# RECORDED INFORMATION:
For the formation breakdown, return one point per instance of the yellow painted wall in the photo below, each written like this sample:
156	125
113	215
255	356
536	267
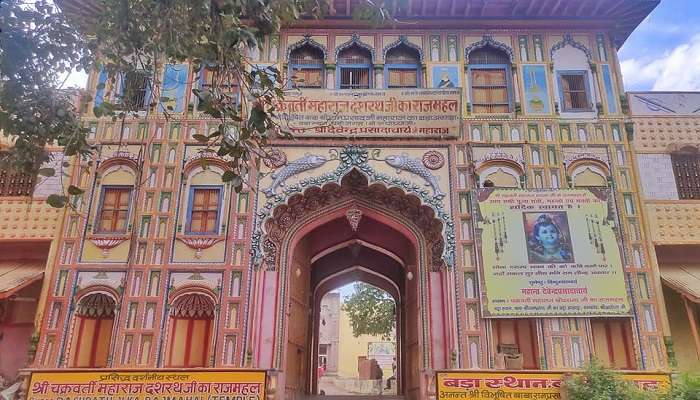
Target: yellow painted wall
351	347
683	342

# ABOUT THIS TASK:
The complete set of records should be written out again, pictures excluded.

# SOLUTION BELOW:
For the formation breakdown, return one point per instance of the yellow painted wall in the photo below, each written like this sample:
156	125
113	215
255	356
536	267
Target: yellow painted wall
351	347
683	342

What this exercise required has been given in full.